Answer these from the forum thread below:
1. Which editions of Ronalds does the poster signing as John own?
2. Who did the coloring of Ronalds' plates after his move to Australia?
3. Which edition does PhilA own, and who published it in what year?

_Page text_:

<<<<

Page 2 of 3

Re: T E Pritt's Grannon or Greentail

Posted: Mon Nov 19, 2018 9:00 pm
by Greenwell
Phil,

What edition of Ronalds did you use for the photos? I have the 1st and 4th eds and your pics are a bit different then the same flies in mine. Of course there is a lot of variation in hand colored plates. The discrepancies I see are in the shape of the hook and the egg sack on the artificial. Both of these features look elongated in your photos. It's also possible I'm seeing camera distortion which may very well be the cause of the differences. The individuality of hand colored plates is a great part of their attraction to collectors.

Ronalds himself did the coloring of, I believe, the first four editions. After his move to Australia the coloring was done by the publishers. At that time, books were printed and bound but the coloring was often done only after a book was ordered from the publisher, or in Ronalds (and Blacker's) case, from the author. Almost every copy of Blacker's book, "Fly Making, Angling, and Dying" is unique because of this. A customer could order extra colored plates or even a book with no colored plates at all!

Ronalds' "Fly Fisher's Entomology" is indeed a very important work as well as a very beautiful one.

John

Re: T E Pritt's Grannon or Greentail

Posted: Mon Nov 19, 2018 10:49 pm
by PhilA
John,
My book is elderly, but it is not ancient! It is a 10th edition, published by Longman's in 1901. My understanding is also that Ronalds hand colored only the 1st (1836) through 4th (1849) editions. My 10th edition was, I believe, the last of the Longman's editions containing hand-colored plates.

>>>>

Stored dataset items:
<<<<

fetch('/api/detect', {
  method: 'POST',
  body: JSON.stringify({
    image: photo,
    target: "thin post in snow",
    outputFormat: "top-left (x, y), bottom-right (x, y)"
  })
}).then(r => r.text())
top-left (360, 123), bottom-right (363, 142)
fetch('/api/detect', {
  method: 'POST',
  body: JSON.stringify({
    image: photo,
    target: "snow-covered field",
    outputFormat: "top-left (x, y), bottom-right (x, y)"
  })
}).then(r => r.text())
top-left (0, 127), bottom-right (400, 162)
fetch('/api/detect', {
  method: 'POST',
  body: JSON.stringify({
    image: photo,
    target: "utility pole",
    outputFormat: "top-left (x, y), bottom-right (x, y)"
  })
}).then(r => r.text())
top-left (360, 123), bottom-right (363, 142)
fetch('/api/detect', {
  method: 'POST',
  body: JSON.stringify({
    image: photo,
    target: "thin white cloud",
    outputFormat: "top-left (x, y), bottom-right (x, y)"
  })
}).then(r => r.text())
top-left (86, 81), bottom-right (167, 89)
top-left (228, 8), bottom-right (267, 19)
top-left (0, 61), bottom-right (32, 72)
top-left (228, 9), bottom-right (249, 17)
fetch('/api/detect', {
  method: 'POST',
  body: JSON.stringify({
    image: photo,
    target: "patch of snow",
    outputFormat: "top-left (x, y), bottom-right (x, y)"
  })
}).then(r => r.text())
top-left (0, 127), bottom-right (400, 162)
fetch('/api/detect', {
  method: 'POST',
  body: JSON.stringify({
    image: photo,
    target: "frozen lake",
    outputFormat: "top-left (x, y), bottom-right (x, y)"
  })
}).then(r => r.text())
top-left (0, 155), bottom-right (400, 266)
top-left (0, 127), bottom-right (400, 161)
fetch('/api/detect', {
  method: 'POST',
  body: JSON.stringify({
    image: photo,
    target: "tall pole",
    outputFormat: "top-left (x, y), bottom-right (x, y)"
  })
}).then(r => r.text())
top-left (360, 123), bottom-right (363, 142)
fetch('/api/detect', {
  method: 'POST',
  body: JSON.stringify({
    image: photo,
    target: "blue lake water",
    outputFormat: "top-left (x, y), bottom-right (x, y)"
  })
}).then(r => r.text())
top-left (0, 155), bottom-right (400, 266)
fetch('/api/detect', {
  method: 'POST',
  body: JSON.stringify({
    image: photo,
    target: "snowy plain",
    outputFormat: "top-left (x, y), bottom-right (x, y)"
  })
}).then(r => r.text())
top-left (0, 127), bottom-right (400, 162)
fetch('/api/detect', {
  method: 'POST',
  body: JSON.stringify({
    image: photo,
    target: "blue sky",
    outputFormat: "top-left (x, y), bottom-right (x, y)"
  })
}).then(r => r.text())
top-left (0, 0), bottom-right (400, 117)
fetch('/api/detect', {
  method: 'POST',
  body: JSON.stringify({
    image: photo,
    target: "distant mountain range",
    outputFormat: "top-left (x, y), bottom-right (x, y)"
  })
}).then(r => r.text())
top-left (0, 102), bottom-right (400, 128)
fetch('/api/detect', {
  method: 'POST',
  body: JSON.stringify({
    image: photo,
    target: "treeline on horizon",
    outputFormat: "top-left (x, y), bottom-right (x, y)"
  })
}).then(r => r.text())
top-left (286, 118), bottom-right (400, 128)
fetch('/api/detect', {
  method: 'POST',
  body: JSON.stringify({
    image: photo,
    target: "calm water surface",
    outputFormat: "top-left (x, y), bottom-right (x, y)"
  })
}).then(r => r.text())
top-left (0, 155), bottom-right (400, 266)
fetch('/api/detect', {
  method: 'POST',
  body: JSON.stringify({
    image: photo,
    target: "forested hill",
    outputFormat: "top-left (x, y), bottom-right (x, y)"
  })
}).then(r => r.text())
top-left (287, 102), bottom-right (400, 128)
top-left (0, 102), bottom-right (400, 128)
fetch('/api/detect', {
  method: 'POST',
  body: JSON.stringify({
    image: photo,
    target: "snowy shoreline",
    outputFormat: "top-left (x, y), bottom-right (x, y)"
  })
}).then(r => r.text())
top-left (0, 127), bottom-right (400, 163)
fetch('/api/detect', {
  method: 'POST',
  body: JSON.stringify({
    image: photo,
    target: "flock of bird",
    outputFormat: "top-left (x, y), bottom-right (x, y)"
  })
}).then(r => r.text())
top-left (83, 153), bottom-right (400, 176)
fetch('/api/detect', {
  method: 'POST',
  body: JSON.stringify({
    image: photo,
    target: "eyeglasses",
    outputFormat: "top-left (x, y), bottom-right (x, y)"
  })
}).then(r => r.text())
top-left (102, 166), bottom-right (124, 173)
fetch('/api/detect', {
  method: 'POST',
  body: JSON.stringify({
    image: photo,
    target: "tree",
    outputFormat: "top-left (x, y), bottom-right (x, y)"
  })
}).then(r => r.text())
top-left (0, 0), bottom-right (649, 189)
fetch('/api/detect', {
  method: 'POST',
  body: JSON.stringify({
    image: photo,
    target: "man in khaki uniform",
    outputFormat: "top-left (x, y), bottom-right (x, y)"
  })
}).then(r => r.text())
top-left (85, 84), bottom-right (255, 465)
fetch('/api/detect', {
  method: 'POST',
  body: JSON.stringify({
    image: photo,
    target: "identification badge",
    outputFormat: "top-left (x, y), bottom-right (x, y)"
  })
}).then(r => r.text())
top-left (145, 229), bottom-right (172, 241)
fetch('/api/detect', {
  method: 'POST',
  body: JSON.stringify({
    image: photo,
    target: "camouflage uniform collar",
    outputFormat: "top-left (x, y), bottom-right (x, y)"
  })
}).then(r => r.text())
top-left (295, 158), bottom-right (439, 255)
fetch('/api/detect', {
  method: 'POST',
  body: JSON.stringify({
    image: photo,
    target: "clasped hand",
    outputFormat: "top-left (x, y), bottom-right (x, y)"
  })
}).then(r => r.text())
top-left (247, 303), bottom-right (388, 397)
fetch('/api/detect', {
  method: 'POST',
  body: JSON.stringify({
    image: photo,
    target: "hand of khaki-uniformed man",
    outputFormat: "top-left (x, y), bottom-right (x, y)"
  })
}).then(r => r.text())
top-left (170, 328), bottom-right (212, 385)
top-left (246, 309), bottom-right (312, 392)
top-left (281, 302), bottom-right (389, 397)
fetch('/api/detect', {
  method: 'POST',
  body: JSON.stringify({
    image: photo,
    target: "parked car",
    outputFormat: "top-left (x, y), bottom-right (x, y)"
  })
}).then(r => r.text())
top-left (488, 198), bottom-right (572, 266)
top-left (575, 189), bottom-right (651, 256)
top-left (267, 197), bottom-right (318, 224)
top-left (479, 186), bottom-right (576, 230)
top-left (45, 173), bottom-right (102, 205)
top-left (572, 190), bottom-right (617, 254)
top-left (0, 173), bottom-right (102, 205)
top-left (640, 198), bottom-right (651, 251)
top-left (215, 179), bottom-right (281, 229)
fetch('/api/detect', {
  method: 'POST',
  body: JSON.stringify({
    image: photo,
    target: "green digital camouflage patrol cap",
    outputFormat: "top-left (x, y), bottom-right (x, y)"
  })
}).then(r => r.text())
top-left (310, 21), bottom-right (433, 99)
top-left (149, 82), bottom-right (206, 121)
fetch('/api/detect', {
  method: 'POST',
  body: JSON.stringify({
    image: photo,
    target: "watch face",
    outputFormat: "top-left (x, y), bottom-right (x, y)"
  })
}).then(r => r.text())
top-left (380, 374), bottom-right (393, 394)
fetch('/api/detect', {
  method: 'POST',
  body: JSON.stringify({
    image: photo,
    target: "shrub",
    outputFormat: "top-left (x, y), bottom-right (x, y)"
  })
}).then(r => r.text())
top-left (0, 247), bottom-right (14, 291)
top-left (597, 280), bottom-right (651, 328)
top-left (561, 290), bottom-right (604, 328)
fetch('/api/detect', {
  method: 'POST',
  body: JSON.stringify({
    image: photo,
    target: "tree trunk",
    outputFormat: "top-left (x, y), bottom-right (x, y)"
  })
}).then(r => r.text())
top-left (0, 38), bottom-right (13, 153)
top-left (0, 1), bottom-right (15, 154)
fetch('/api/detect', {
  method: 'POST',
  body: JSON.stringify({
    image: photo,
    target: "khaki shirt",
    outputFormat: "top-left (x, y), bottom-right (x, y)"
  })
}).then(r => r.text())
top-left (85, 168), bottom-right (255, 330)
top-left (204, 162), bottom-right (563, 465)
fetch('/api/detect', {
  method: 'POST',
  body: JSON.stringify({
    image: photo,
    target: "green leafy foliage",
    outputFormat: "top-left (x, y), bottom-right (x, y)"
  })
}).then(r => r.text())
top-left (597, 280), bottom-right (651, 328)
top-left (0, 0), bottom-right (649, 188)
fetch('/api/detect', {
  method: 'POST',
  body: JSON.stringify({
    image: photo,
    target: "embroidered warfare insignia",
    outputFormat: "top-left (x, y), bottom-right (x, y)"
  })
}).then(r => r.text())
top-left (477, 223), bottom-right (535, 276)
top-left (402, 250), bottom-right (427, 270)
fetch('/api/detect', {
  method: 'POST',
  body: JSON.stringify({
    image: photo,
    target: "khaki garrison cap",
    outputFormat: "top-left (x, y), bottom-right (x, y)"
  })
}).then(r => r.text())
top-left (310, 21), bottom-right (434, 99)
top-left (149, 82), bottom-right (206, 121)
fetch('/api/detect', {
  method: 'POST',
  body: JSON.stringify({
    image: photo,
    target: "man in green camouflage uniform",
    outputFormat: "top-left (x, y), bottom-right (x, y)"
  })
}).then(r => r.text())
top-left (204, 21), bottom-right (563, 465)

>>>>

_Output for this exercise_:
1. The 1st and 4th editions.
2. The publishers.
3. The 10th edition, published by Longman's in 1901.